• _Exercise instructions_
Where in the data does the word "hair" appear? Find those lines and copy them.

• _Supplied entries_
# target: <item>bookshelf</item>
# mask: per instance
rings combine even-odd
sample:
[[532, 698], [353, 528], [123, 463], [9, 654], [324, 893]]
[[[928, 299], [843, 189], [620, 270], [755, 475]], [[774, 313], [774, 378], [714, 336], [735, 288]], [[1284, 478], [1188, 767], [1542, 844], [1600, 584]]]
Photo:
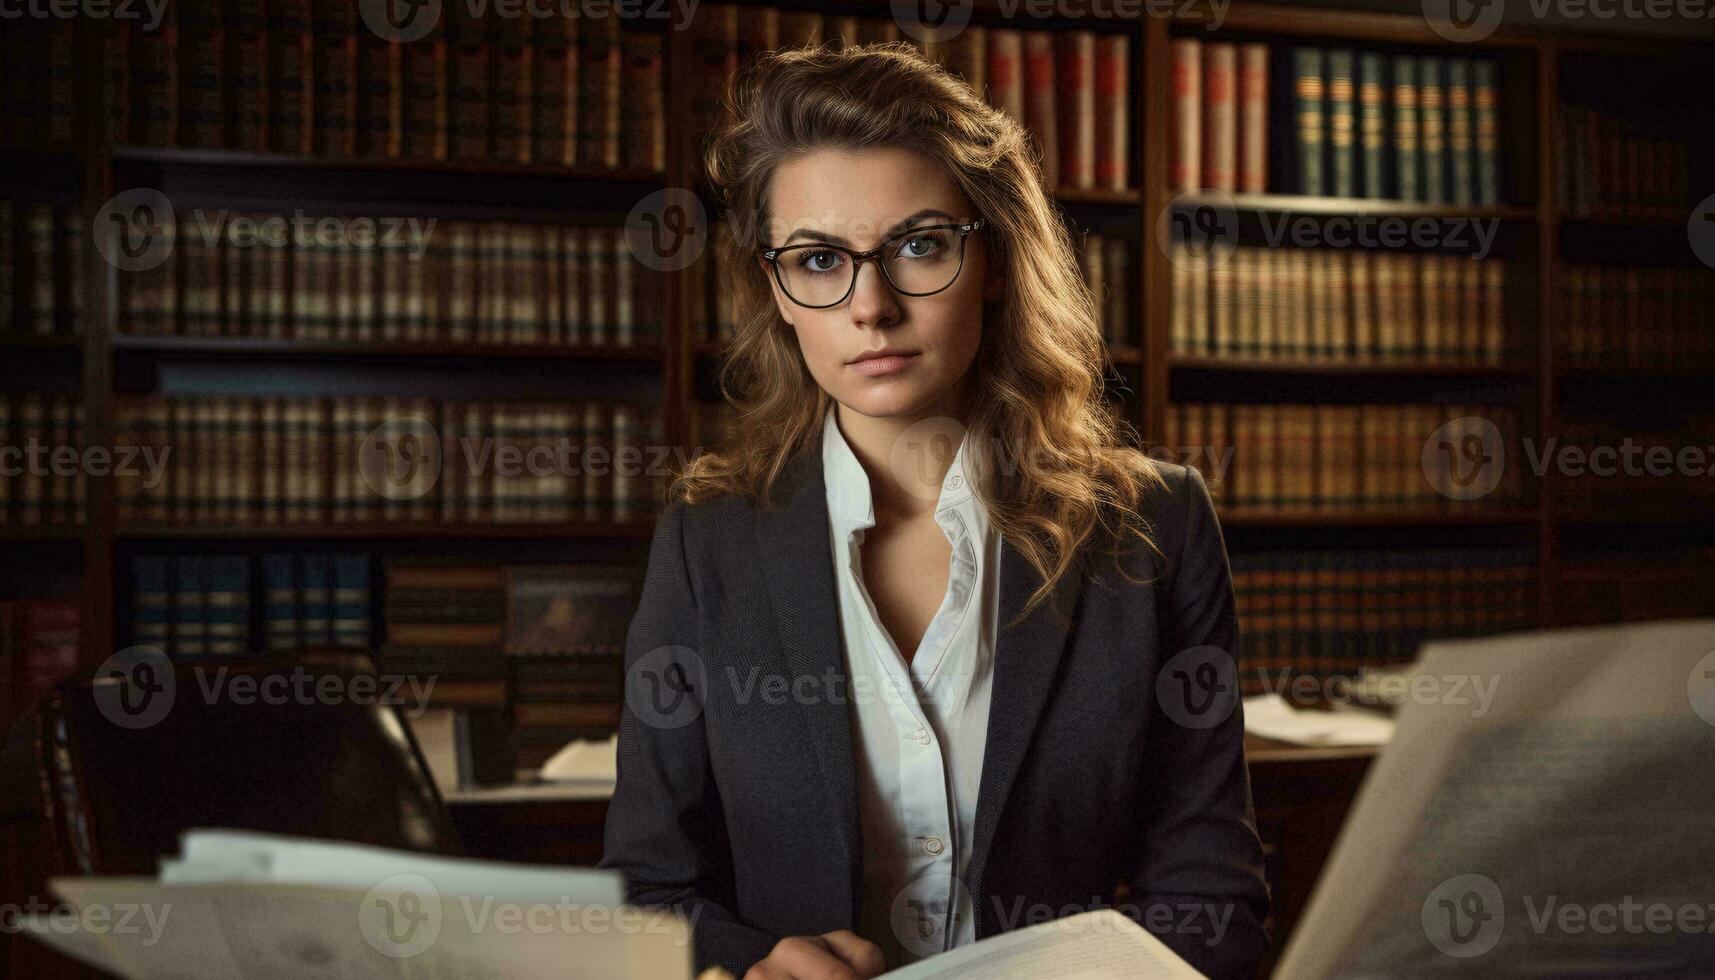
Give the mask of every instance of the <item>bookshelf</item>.
[[[80, 23], [71, 39], [75, 63], [72, 98], [77, 107], [70, 145], [36, 146], [0, 152], [0, 173], [15, 178], [18, 200], [52, 200], [72, 209], [85, 228], [93, 227], [102, 204], [118, 191], [133, 186], [155, 187], [175, 204], [187, 207], [228, 207], [234, 210], [303, 209], [332, 216], [385, 213], [433, 216], [443, 221], [505, 220], [532, 228], [588, 222], [615, 227], [639, 199], [665, 188], [696, 186], [697, 146], [686, 134], [695, 131], [696, 114], [706, 110], [710, 65], [736, 64], [755, 50], [755, 18], [763, 5], [739, 5], [735, 18], [736, 51], [708, 49], [709, 23], [684, 25], [664, 21], [628, 23], [623, 32], [649, 34], [660, 47], [662, 130], [667, 134], [658, 150], [659, 166], [629, 166], [624, 161], [589, 165], [519, 162], [499, 159], [425, 159], [403, 153], [387, 156], [358, 152], [284, 152], [238, 149], [243, 113], [232, 111], [239, 99], [235, 84], [219, 89], [228, 110], [218, 132], [205, 132], [208, 145], [140, 145], [116, 138], [109, 117], [109, 81], [105, 77], [106, 30]], [[811, 12], [796, 4], [780, 8], [800, 18]], [[676, 14], [673, 16], [677, 16]], [[886, 37], [891, 8], [873, 2], [845, 4], [823, 18], [824, 36], [841, 25], [839, 18], [856, 18], [860, 39]], [[718, 19], [716, 23], [724, 23]], [[1628, 70], [1640, 77], [1672, 79], [1675, 72], [1706, 70], [1712, 47], [1685, 40], [1627, 39], [1610, 45], [1577, 35], [1547, 30], [1503, 28], [1481, 42], [1455, 45], [1432, 31], [1420, 18], [1380, 13], [1276, 7], [1237, 3], [1218, 24], [1206, 10], [1188, 9], [1171, 18], [1133, 21], [1099, 18], [1058, 19], [1008, 24], [998, 4], [979, 2], [972, 9], [974, 27], [1008, 27], [1063, 34], [1087, 30], [1100, 38], [1123, 38], [1129, 55], [1130, 138], [1124, 147], [1129, 179], [1123, 188], [1063, 187], [1056, 192], [1068, 220], [1124, 243], [1130, 249], [1130, 274], [1135, 281], [1134, 308], [1129, 322], [1110, 339], [1110, 380], [1120, 400], [1124, 420], [1143, 440], [1161, 445], [1175, 407], [1215, 400], [1223, 391], [1242, 394], [1231, 404], [1269, 405], [1279, 392], [1296, 392], [1294, 404], [1324, 405], [1364, 398], [1425, 404], [1470, 404], [1459, 396], [1476, 391], [1504, 404], [1516, 414], [1520, 435], [1538, 442], [1562, 429], [1569, 414], [1567, 399], [1586, 389], [1601, 389], [1605, 397], [1624, 399], [1627, 386], [1686, 388], [1715, 374], [1709, 362], [1658, 357], [1621, 357], [1616, 362], [1598, 347], [1586, 349], [1582, 360], [1565, 352], [1569, 322], [1567, 284], [1575, 266], [1616, 243], [1629, 253], [1633, 247], [1666, 245], [1683, 239], [1684, 215], [1626, 209], [1610, 203], [1570, 208], [1562, 199], [1562, 169], [1568, 165], [1564, 128], [1568, 105], [1590, 101], [1588, 79], [1593, 59], [1623, 56]], [[852, 24], [844, 24], [850, 27]], [[679, 28], [690, 28], [681, 30]], [[457, 30], [457, 26], [454, 26]], [[782, 37], [790, 33], [780, 28]], [[702, 32], [702, 33], [699, 33]], [[266, 33], [266, 32], [264, 32]], [[896, 31], [891, 33], [897, 34]], [[189, 35], [185, 35], [189, 36]], [[499, 51], [512, 42], [504, 32], [482, 32], [485, 43]], [[1180, 193], [1171, 168], [1174, 144], [1175, 93], [1172, 80], [1176, 39], [1197, 38], [1205, 44], [1232, 42], [1269, 46], [1271, 64], [1269, 125], [1269, 186], [1228, 194]], [[907, 38], [908, 39], [908, 38]], [[456, 40], [456, 39], [455, 39]], [[187, 43], [181, 41], [181, 43]], [[249, 42], [246, 42], [249, 43]], [[267, 43], [264, 39], [263, 43]], [[1294, 45], [1345, 47], [1359, 52], [1407, 52], [1418, 57], [1470, 57], [1492, 60], [1498, 77], [1497, 102], [1504, 125], [1499, 134], [1503, 173], [1498, 200], [1490, 204], [1429, 203], [1295, 193], [1281, 176], [1278, 158], [1290, 153], [1290, 93], [1281, 85], [1288, 52]], [[456, 43], [453, 45], [457, 47]], [[234, 42], [223, 63], [238, 69], [243, 50]], [[950, 49], [942, 46], [940, 51]], [[463, 52], [474, 57], [476, 52]], [[459, 53], [447, 55], [455, 63]], [[718, 56], [718, 58], [717, 58]], [[270, 56], [272, 57], [272, 56]], [[502, 69], [497, 60], [492, 68]], [[216, 66], [191, 66], [187, 73]], [[411, 66], [403, 64], [409, 75]], [[498, 77], [498, 76], [495, 76]], [[632, 76], [636, 77], [636, 76]], [[181, 85], [189, 85], [182, 80]], [[189, 92], [189, 89], [183, 91]], [[1618, 98], [1618, 96], [1616, 96]], [[187, 104], [188, 105], [188, 104]], [[1611, 108], [1611, 107], [1610, 107]], [[187, 111], [188, 108], [187, 108]], [[1687, 112], [1693, 111], [1690, 109]], [[1286, 126], [1287, 129], [1282, 127]], [[1706, 130], [1704, 130], [1706, 131]], [[128, 133], [130, 132], [128, 128]], [[135, 133], [130, 133], [135, 135]], [[311, 146], [316, 137], [312, 132]], [[629, 138], [629, 137], [627, 137]], [[1715, 187], [1709, 150], [1693, 140], [1694, 182]], [[628, 144], [629, 145], [629, 144]], [[1700, 155], [1699, 155], [1700, 154]], [[577, 154], [573, 154], [574, 156]], [[622, 154], [623, 156], [623, 154]], [[1175, 268], [1161, 246], [1159, 225], [1175, 209], [1230, 207], [1241, 228], [1240, 240], [1256, 241], [1259, 228], [1290, 216], [1323, 226], [1353, 216], [1429, 222], [1492, 223], [1499, 229], [1497, 249], [1509, 263], [1505, 306], [1506, 345], [1495, 355], [1422, 357], [1404, 354], [1385, 359], [1363, 357], [1292, 356], [1228, 351], [1176, 350], [1172, 336], [1175, 316]], [[1690, 202], [1686, 202], [1688, 210]], [[23, 230], [14, 224], [14, 254], [25, 247]], [[1362, 250], [1349, 250], [1357, 256]], [[75, 390], [85, 419], [84, 437], [90, 444], [111, 444], [116, 406], [127, 398], [185, 386], [199, 393], [235, 393], [268, 384], [307, 384], [312, 396], [345, 390], [359, 394], [397, 394], [401, 385], [434, 389], [436, 397], [493, 397], [489, 393], [520, 386], [531, 397], [576, 393], [586, 381], [600, 381], [608, 393], [635, 397], [659, 411], [666, 442], [690, 450], [706, 442], [699, 419], [713, 394], [712, 376], [721, 356], [722, 341], [711, 330], [712, 300], [696, 290], [694, 269], [663, 274], [658, 280], [658, 329], [627, 345], [579, 342], [489, 343], [474, 339], [186, 335], [181, 330], [137, 333], [128, 329], [122, 313], [125, 274], [102, 260], [97, 250], [79, 253], [84, 282], [98, 284], [84, 294], [81, 331], [77, 335], [42, 336], [24, 330], [0, 333], [0, 350], [22, 367], [6, 376], [8, 388], [50, 378], [49, 386]], [[1697, 269], [1682, 264], [1679, 268]], [[1516, 275], [1514, 275], [1516, 273]], [[62, 284], [61, 288], [69, 288]], [[16, 313], [25, 299], [16, 299]], [[22, 323], [15, 315], [13, 323]], [[44, 367], [45, 366], [45, 367]], [[38, 370], [38, 368], [40, 368]], [[316, 381], [317, 378], [322, 380]], [[555, 380], [563, 387], [556, 389]], [[267, 379], [276, 379], [268, 381]], [[279, 381], [278, 379], [287, 379]], [[353, 380], [356, 379], [356, 380]], [[428, 381], [416, 379], [432, 379]], [[222, 386], [225, 386], [224, 389]], [[319, 385], [319, 387], [318, 387]], [[392, 386], [389, 388], [389, 386]], [[1618, 386], [1617, 388], [1615, 386]], [[274, 389], [269, 389], [273, 391]], [[1271, 396], [1271, 392], [1276, 393]], [[1451, 392], [1452, 394], [1449, 394]], [[1615, 392], [1619, 392], [1615, 394]], [[1334, 393], [1330, 397], [1330, 393]], [[1655, 389], [1651, 389], [1651, 394]], [[1603, 404], [1597, 399], [1593, 404]], [[1562, 499], [1555, 480], [1528, 480], [1516, 501], [1481, 508], [1375, 508], [1325, 503], [1307, 507], [1273, 507], [1257, 503], [1223, 505], [1223, 523], [1234, 532], [1230, 547], [1246, 550], [1252, 538], [1282, 547], [1363, 547], [1405, 534], [1406, 541], [1425, 546], [1441, 536], [1475, 535], [1497, 529], [1528, 541], [1533, 555], [1533, 596], [1536, 621], [1561, 621], [1566, 603], [1555, 594], [1557, 583], [1575, 577], [1588, 581], [1604, 568], [1624, 574], [1630, 567], [1620, 552], [1612, 562], [1591, 549], [1574, 547], [1564, 561], [1569, 538], [1590, 526], [1641, 522], [1687, 530], [1697, 542], [1711, 541], [1704, 512], [1695, 506], [1663, 508], [1635, 504], [1615, 507], [1608, 502], [1574, 505]], [[577, 542], [602, 557], [641, 558], [649, 532], [646, 519], [602, 521], [542, 521], [486, 524], [466, 520], [354, 521], [339, 524], [239, 522], [211, 524], [121, 519], [112, 481], [92, 478], [88, 485], [88, 520], [78, 526], [8, 526], [0, 540], [52, 546], [58, 553], [76, 552], [77, 574], [84, 583], [82, 660], [104, 659], [125, 636], [116, 610], [127, 570], [124, 559], [138, 547], [171, 544], [192, 547], [208, 542], [233, 548], [254, 542], [258, 548], [284, 542], [304, 547], [317, 542], [357, 542], [386, 549], [404, 543], [444, 546], [457, 551], [524, 541]], [[1411, 535], [1416, 538], [1412, 539]], [[1294, 537], [1296, 535], [1296, 537]], [[52, 550], [51, 549], [51, 550]], [[1599, 549], [1598, 549], [1599, 550]], [[1576, 568], [1574, 576], [1571, 569]]]

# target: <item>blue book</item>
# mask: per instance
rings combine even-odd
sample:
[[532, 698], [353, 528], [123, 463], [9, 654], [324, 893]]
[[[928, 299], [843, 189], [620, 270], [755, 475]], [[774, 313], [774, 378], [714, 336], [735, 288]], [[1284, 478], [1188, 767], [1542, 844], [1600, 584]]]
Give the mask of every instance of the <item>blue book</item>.
[[334, 645], [369, 649], [369, 555], [334, 555], [333, 583]]
[[302, 589], [299, 609], [303, 623], [303, 644], [309, 647], [333, 645], [333, 556], [312, 552], [298, 557]]
[[165, 555], [131, 559], [131, 642], [165, 652], [171, 639], [173, 593]]
[[262, 556], [262, 648], [270, 653], [296, 650], [298, 643], [298, 566], [290, 554]]
[[201, 555], [173, 557], [173, 618], [167, 656], [197, 660], [208, 654], [208, 620], [203, 608]]
[[210, 555], [203, 559], [204, 622], [208, 655], [242, 657], [250, 652], [250, 558]]

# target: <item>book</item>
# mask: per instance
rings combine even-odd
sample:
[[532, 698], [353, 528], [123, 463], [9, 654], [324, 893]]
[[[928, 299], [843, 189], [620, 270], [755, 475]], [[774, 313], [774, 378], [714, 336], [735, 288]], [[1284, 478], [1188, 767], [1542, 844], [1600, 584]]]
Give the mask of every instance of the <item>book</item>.
[[1315, 47], [1292, 49], [1293, 113], [1296, 118], [1298, 193], [1320, 196], [1331, 183], [1324, 167], [1327, 119], [1327, 81], [1323, 51]]

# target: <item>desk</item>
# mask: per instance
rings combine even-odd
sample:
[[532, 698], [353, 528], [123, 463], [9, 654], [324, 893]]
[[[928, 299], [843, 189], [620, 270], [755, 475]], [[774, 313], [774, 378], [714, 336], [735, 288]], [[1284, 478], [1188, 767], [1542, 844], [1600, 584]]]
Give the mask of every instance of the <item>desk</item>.
[[[1274, 965], [1310, 900], [1368, 771], [1374, 748], [1305, 748], [1245, 737], [1257, 832], [1262, 837], [1274, 937]], [[447, 794], [459, 836], [473, 857], [543, 864], [601, 860], [610, 784], [525, 784]]]

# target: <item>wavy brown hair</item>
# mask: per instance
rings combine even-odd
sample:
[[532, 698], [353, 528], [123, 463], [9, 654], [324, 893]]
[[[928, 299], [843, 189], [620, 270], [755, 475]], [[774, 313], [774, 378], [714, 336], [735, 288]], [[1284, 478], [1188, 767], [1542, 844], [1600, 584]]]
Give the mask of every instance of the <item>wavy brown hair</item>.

• _Answer to this task_
# target: <item>wavy brown hair</item>
Give the mask of every instance of the <item>wavy brown hair</item>.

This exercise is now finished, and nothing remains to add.